● **Text passage**:
+ + + + +

Macron hasn’t healed his country. Far-right narratives have continued to thrive to the point where extremism has become mainstream.

Even if Macron prevails, the damage has been done: racism, particularly Islamophobia, has become an everyday part of French politics. To try to head off Le Pen’s challenge, the government talked up its anti-Islam record, exemplified by its decision to cut the number of visas for people from Algeria, Morocco and Tunisia last year, and its 2020 dissolution of the Collective Against Islamophobia in France, a civil society organisation that campaigned against discrimination and documented the impacts on rights of anti-terrorism measures. Macron’s interior minister went as far as accusing Le Pen of being ‘too soft’ on Islam.

Politicians competing to win the nomination of the traditionally centre-right Republicans party also lined up to stress their anti-immigration, anti-Islam credentials. The winner of that contest, Valérie Pécresse, promised a referendum on immigration, immigration quotas and walls around the EU’s perimeter, an agenda Le Pen could easily have endorsed.

+ + + + +

● **Recorded information**:
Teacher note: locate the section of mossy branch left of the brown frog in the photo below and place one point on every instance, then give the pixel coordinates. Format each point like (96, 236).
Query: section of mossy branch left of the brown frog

+ + + + +

● **Exercise requirements**:
a) Reproduce the passage on French politics, starting with "Even if Macron" and going on through "soft’ on Islam.".
b) Answer these questions from the passage on French politics:
(i) According to the passage, what has become mainstream?
(ii) Which three countries were affected by the visa cut mentioned in the passage?
(iii) Who won the Republicans party's nomination contest?

● **Expected results**:
a)
Even if Macron prevails, the damage has been done: racism, particularly Islamophobia, has become an everyday part of French politics. To try to head off Le Pen’s challenge, the government talked up its anti-Islam record, exemplified by its decision to cut the number of visas for people from Algeria, Morocco and Tunisia last year, and its 2020 dissolution of the Collective Against Islamophobia in France, a civil society organisation that campaigned against discrimination and documented the impacts on rights of anti-terrorism measures. Macron’s interior minister went as far as accusing Le Pen of being ‘too soft’ on Islam.

b)
(i) Extremism.
(ii) Algeria, Morocco and Tunisia.
(iii) Valérie Pécresse.